Required work: Only the lines from the one containing "cabinet in this photo." to the end of the records should be given again, word for word and in full.

** Opening Records for this exercise block **

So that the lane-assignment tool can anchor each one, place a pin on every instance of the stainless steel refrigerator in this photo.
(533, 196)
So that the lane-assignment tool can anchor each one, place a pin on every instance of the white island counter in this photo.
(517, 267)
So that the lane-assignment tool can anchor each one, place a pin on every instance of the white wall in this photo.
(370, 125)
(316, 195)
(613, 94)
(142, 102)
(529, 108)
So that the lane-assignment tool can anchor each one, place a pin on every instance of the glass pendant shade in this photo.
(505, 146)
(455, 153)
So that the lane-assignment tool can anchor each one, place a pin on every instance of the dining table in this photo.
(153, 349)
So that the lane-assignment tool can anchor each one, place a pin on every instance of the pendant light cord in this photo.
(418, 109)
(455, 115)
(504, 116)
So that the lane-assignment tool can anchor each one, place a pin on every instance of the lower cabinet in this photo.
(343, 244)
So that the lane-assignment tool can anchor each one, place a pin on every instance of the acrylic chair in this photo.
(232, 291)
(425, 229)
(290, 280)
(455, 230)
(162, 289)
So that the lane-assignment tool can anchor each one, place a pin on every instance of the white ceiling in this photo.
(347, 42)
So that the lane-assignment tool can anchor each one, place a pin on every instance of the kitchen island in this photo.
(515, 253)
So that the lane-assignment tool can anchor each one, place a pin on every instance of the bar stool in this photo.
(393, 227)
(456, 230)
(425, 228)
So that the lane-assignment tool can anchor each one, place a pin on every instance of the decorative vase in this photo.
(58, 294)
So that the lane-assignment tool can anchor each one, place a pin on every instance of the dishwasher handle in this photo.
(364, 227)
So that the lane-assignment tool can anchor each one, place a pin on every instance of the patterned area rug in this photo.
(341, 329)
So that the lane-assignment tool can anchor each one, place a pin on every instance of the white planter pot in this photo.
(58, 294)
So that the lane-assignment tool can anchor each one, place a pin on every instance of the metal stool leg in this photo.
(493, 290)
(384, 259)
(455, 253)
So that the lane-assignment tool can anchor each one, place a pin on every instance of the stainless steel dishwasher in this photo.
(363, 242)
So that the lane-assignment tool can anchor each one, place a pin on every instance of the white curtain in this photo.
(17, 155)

** Closing Records for this exercise block **

Reply to the exercise:
So that the lane-assignment tool can anchor each one, place a pin on every instance of the lower cabinet in this photo.
(343, 244)
So that the lane-assignment tool can anchor each one, place a pin on every instance of the acrylic chair in this photo.
(232, 291)
(425, 229)
(290, 280)
(455, 230)
(162, 289)
So that the lane-assignment tool can anchor each one, place a pin on every instance of the white ceiling in this photo.
(347, 42)
So that the lane-assignment tool can anchor each one, place a pin on every instance of the kitchen island in this photo.
(515, 253)
So that the lane-assignment tool can anchor each one, place a pin on every instance of the bar stool in this photo.
(393, 227)
(456, 230)
(425, 228)
So that the lane-assignment tool can anchor each one, place a pin on every instance of the decorative vase in this photo.
(58, 294)
So that the lane-assignment tool can anchor each one, place a pin on every instance of the dishwasher handle in this photo.
(364, 227)
So that the lane-assignment tool can anchor each one, place a pin on every instance of the patterned area rug in this photo.
(341, 329)
So that the lane-assignment tool can anchor each one, place a pin on every instance of the white planter pot in this photo.
(58, 294)
So that the lane-assignment tool can anchor each one, place a pin on every instance of the metal stool leg in this photo.
(493, 290)
(384, 259)
(455, 253)
So that the lane-assignment tool can anchor each one, place a pin on every instance of the stainless steel dishwasher in this photo.
(363, 242)
So that the lane-assignment tool can anchor each one, place a pin on every instance of the white curtain in this photo.
(17, 155)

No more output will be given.